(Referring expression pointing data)
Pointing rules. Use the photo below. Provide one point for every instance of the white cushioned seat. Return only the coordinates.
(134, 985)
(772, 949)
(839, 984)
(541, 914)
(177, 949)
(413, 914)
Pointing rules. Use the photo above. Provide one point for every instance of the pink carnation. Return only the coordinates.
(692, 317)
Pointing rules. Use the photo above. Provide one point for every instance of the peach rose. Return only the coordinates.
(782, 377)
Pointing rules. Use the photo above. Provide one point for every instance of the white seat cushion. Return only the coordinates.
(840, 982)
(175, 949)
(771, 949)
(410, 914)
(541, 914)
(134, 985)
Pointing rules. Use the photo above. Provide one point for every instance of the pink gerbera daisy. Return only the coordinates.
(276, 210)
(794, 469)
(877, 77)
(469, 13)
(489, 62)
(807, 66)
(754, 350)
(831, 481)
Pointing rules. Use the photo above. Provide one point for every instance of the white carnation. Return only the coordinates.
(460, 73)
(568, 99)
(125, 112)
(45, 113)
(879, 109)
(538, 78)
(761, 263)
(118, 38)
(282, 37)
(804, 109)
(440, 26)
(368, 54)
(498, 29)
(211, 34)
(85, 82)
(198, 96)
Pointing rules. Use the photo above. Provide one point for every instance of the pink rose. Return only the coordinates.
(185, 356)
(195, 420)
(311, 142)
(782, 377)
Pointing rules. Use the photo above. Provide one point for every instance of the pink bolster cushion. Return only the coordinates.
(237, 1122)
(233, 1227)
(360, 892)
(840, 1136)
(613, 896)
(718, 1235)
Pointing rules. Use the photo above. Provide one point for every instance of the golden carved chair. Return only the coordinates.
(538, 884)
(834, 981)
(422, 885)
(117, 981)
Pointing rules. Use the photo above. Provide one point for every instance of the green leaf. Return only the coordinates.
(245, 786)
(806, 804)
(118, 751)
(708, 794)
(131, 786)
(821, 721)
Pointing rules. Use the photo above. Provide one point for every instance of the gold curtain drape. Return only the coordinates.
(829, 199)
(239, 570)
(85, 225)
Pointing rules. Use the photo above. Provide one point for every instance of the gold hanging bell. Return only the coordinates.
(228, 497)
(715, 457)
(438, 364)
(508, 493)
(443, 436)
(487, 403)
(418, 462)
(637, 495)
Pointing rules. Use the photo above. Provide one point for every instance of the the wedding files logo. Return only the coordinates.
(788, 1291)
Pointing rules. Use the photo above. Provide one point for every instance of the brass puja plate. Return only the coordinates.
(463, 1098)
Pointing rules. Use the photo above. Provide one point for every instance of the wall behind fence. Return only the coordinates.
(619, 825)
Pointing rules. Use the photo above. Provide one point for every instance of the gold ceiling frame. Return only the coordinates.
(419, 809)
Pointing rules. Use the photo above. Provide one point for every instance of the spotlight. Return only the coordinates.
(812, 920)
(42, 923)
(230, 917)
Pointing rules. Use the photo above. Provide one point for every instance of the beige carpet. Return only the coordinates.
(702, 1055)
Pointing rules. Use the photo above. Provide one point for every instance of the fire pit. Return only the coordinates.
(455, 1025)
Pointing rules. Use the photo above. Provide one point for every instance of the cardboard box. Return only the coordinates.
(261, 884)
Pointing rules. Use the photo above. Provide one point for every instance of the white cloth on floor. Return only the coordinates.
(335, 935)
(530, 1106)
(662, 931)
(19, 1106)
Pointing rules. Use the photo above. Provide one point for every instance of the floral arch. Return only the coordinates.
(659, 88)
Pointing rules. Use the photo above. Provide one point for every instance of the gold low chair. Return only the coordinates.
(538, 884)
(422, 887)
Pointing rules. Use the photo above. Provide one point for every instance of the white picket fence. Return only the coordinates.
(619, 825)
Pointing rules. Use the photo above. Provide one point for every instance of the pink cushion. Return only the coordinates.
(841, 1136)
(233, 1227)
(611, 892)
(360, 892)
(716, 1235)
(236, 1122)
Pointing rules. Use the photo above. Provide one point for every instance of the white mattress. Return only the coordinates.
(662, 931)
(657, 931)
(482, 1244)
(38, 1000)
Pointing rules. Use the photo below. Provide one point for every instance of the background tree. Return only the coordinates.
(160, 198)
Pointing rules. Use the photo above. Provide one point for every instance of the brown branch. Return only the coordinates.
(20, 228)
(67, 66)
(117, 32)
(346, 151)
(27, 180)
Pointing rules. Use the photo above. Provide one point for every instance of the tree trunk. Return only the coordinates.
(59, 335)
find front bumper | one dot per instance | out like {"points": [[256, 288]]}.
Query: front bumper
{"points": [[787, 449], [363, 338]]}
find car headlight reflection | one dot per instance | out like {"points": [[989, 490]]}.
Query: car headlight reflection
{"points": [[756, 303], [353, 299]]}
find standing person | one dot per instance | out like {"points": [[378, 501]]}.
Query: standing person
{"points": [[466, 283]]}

...

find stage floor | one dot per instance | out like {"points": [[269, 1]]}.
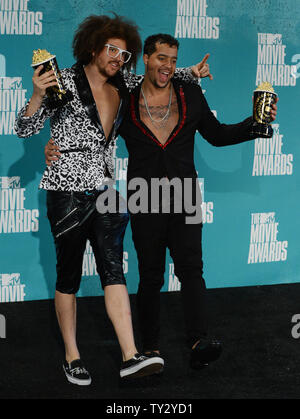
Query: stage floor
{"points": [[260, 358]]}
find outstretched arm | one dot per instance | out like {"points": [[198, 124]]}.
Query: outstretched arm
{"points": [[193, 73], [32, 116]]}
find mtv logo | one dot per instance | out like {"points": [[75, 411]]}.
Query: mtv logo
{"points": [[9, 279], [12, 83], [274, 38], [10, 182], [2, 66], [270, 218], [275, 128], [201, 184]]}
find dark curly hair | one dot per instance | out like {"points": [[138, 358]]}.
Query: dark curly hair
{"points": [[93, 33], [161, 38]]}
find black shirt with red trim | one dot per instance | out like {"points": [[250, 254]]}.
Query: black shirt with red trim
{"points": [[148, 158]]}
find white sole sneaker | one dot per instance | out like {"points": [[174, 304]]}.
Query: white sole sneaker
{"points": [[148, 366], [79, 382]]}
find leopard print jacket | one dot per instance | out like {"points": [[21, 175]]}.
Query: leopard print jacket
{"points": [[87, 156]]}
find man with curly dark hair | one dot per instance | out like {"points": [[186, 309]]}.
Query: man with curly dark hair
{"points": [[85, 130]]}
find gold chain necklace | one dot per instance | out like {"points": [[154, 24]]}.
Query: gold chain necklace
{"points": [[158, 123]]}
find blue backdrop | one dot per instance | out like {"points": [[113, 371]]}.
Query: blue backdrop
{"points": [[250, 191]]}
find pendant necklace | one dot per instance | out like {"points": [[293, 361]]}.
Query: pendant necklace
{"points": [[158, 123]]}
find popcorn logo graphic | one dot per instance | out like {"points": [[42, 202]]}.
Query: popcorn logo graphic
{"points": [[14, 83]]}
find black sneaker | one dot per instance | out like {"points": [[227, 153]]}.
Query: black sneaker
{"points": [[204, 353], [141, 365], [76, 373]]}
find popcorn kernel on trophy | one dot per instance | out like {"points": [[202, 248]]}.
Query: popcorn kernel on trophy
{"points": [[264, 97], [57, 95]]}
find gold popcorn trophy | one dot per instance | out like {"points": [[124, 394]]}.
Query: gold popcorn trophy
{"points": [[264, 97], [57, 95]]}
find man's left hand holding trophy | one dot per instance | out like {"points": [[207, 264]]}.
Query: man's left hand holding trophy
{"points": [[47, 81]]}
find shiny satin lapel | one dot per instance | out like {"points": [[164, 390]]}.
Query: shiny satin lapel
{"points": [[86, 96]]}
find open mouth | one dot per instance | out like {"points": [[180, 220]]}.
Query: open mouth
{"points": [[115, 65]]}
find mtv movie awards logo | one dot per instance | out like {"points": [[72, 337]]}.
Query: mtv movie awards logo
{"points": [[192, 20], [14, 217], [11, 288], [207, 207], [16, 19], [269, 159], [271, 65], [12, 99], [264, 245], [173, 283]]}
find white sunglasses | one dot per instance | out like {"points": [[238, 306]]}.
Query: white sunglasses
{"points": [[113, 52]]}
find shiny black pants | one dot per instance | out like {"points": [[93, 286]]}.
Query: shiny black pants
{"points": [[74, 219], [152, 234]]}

## Exercise brief
Write out exactly the lines above from the line with "find black shirt" through the line with "find popcorn logo", both of them included, and leave out all other lines.

## Task output
find black shirt with red trim | one dot per instance | out like {"points": [[250, 254]]}.
Query: black shirt with red trim
{"points": [[148, 158]]}
find white sole sneaker | one dot per instance | out like {"points": [[174, 304]]}.
Query: white sole sneaker
{"points": [[148, 366], [79, 382]]}
find leopard print jacket | one dot per instance | out like {"points": [[21, 175]]}.
Query: leopard print jacket
{"points": [[87, 156]]}
find man with curly dark hair | one dot per instance | out like {"points": [[186, 309]]}.
Query: man with curly dark hair
{"points": [[85, 130]]}
find gold chain necklace | one dot per instance | out like {"points": [[154, 24]]}.
Query: gold chain necklace
{"points": [[158, 123]]}
find blue backdrop | one dot per instance | out like {"points": [[113, 371]]}.
Query: blue backdrop
{"points": [[250, 191]]}
find pendant necklace | one dot per instance | out like {"points": [[293, 361]]}.
Query: pendant necklace
{"points": [[158, 123]]}
find popcorn logo graphic | one dot per instance | out like {"points": [[42, 202]]}.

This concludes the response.